Records supplied below:
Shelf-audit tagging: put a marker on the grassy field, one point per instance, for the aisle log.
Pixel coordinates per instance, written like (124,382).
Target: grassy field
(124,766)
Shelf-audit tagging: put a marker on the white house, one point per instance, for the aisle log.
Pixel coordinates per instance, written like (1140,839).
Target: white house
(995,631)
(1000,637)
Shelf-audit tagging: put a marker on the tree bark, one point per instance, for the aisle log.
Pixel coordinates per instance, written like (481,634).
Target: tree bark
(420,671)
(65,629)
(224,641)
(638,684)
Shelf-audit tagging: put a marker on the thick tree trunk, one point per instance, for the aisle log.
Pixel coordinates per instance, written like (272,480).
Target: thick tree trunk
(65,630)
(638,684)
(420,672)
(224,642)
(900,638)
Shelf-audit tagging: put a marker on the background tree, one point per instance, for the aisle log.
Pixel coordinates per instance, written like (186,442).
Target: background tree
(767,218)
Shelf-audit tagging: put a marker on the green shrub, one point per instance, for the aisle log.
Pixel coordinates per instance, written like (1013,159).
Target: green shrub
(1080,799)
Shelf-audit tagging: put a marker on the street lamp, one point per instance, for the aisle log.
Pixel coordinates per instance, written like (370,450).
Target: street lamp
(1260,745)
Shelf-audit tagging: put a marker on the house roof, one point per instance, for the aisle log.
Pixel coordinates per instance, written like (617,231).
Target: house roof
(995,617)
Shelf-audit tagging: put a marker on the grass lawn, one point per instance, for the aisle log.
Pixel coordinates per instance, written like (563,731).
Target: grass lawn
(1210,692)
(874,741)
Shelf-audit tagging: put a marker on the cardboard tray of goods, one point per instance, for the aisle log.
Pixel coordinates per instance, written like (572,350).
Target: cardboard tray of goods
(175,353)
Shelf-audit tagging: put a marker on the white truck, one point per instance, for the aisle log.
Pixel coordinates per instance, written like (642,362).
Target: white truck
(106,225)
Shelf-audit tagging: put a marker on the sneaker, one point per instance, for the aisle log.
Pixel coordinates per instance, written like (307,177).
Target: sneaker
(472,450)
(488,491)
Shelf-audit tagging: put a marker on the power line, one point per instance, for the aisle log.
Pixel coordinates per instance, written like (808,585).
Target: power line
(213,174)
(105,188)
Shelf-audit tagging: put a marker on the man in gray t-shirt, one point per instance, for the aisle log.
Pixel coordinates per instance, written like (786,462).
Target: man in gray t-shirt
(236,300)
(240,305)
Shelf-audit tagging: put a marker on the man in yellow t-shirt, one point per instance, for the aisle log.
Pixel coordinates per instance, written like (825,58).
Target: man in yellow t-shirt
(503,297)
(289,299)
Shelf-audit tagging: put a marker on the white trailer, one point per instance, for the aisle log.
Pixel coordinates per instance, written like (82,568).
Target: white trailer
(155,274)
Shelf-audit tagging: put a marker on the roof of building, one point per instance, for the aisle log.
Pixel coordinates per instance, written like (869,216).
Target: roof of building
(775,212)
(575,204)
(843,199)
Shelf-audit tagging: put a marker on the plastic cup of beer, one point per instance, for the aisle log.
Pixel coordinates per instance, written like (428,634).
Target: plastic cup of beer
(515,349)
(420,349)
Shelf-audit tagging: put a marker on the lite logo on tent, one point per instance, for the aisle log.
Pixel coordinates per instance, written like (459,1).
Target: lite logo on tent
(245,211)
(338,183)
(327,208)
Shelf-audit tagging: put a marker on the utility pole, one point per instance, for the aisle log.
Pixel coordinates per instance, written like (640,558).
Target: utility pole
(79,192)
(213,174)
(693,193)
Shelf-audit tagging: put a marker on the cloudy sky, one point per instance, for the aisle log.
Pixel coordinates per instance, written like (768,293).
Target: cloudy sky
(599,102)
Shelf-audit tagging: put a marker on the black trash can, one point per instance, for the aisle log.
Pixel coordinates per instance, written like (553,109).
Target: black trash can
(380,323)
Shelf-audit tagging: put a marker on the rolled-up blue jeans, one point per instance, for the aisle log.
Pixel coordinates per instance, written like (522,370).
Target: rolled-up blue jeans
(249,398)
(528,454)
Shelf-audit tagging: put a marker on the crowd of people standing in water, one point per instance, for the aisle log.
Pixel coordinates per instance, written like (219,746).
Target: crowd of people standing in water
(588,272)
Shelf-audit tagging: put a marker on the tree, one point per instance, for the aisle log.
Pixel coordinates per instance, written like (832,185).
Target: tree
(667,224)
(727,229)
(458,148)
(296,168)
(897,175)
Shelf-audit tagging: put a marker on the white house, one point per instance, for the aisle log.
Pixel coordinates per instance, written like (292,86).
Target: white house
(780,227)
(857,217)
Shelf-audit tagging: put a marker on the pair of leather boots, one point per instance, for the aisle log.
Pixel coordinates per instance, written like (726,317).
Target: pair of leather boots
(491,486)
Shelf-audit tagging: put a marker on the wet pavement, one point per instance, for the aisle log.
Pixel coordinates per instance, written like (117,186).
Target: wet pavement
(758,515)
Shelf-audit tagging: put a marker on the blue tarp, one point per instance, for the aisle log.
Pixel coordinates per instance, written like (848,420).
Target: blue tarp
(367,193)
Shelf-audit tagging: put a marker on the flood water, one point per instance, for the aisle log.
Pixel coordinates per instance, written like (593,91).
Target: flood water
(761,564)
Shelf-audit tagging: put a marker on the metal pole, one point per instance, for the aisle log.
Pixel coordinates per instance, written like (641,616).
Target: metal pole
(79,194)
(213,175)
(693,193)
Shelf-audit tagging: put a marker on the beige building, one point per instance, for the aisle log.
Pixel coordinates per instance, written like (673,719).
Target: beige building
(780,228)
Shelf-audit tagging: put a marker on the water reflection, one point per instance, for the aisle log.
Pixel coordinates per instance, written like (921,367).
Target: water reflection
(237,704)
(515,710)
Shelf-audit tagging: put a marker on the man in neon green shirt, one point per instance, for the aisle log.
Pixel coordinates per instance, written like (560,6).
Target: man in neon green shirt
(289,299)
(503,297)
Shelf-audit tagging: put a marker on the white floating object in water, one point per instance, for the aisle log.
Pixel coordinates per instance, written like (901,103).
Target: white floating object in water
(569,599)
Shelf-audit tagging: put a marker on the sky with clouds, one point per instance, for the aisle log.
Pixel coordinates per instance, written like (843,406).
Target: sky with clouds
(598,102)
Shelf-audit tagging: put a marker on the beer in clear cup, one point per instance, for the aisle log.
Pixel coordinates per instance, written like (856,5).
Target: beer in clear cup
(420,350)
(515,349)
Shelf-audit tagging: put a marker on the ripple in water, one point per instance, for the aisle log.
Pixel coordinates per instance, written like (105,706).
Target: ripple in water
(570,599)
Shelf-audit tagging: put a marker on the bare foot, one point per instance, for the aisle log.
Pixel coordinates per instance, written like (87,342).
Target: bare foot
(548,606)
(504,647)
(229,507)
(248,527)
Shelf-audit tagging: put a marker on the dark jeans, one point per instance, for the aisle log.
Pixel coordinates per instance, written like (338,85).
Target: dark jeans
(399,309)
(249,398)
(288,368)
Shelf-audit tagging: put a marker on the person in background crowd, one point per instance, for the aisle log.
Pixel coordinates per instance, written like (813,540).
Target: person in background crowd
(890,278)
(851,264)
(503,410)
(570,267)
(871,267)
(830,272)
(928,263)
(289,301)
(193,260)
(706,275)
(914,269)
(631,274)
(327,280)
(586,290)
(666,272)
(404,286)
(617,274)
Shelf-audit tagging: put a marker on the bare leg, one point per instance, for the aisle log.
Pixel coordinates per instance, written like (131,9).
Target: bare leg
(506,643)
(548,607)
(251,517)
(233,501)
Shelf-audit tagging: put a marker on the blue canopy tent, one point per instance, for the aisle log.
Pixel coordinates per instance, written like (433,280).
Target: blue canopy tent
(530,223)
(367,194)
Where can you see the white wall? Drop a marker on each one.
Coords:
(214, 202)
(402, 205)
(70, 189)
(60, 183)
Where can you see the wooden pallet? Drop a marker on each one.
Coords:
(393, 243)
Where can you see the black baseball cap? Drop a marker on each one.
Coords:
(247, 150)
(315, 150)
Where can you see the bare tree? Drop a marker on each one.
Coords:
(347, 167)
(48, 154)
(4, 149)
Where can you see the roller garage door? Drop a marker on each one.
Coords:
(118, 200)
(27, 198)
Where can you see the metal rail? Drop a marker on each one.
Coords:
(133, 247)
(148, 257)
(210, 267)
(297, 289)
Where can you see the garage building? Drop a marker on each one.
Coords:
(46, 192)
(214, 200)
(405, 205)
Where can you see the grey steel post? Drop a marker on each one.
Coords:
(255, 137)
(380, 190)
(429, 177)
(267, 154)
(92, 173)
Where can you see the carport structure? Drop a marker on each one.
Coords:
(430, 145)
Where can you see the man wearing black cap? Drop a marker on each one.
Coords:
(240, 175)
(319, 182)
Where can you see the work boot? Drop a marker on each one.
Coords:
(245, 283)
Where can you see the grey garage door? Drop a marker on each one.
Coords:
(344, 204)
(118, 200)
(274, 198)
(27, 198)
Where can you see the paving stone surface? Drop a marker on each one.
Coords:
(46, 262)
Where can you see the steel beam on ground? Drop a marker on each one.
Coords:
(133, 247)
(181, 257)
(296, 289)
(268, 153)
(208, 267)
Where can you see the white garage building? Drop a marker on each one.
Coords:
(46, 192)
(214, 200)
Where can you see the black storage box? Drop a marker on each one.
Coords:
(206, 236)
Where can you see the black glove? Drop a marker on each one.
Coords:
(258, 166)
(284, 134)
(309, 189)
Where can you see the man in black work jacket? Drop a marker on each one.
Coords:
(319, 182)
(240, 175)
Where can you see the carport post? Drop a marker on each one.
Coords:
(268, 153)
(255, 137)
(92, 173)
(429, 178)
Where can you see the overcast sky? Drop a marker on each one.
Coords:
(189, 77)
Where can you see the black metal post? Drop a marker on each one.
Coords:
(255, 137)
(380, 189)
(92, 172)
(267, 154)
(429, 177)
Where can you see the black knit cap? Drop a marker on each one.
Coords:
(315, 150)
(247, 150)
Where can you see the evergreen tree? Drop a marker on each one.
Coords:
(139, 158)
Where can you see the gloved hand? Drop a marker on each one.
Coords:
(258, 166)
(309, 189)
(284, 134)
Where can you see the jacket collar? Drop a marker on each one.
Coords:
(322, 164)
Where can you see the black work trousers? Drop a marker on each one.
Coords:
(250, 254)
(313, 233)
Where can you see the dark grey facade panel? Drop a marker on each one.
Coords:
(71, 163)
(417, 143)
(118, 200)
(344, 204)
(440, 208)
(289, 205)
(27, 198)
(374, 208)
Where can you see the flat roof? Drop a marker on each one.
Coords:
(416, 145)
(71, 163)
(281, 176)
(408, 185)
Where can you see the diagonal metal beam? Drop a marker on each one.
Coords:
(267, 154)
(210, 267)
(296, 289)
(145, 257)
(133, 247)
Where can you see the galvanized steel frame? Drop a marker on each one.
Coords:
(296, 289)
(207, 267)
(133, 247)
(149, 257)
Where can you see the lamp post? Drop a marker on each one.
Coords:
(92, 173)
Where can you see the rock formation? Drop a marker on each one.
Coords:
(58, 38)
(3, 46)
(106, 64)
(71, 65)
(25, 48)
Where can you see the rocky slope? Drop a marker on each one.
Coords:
End of Records supplied.
**Description of the task**:
Your answer should be the exact lines above from the one with "Pixel coordinates per instance, written like (428,634)." through the one with "Pixel coordinates per instance, written like (522,370).", both included, and nothing besides.

**Solution to this exercise**:
Pixel coordinates per instance, written like (428,634).
Target: plastic cup of beer
(515,349)
(420,349)
Shelf-audit tagging: put a marker on the lite logo on tent, one point per instance, for the aisle log.
Pixel coordinates per instance, written like (459,1).
Target: lite logo on tent
(245,211)
(338,183)
(327,208)
Shelf-audit tagging: put a marker on the utility pole, one point per instance, for the aisle log.
Pixel coordinates per instance, written like (640,558).
Target: utility pole
(79,192)
(213,174)
(693,193)
Shelf-audit tagging: put a marker on the cloudy sky, one point per instance, for the aisle log.
Pixel coordinates per instance, written like (768,293).
Target: cloudy sky
(599,102)
Shelf-audit tagging: put a marker on the black trash can, one point per instance, for the aisle log.
Pixel coordinates per instance, written like (553,109).
Target: black trash can
(380,323)
Shelf-audit tagging: put a marker on the rolled-up blue jeans, one point per instance, for the aisle log.
Pixel coordinates per instance, written like (522,370).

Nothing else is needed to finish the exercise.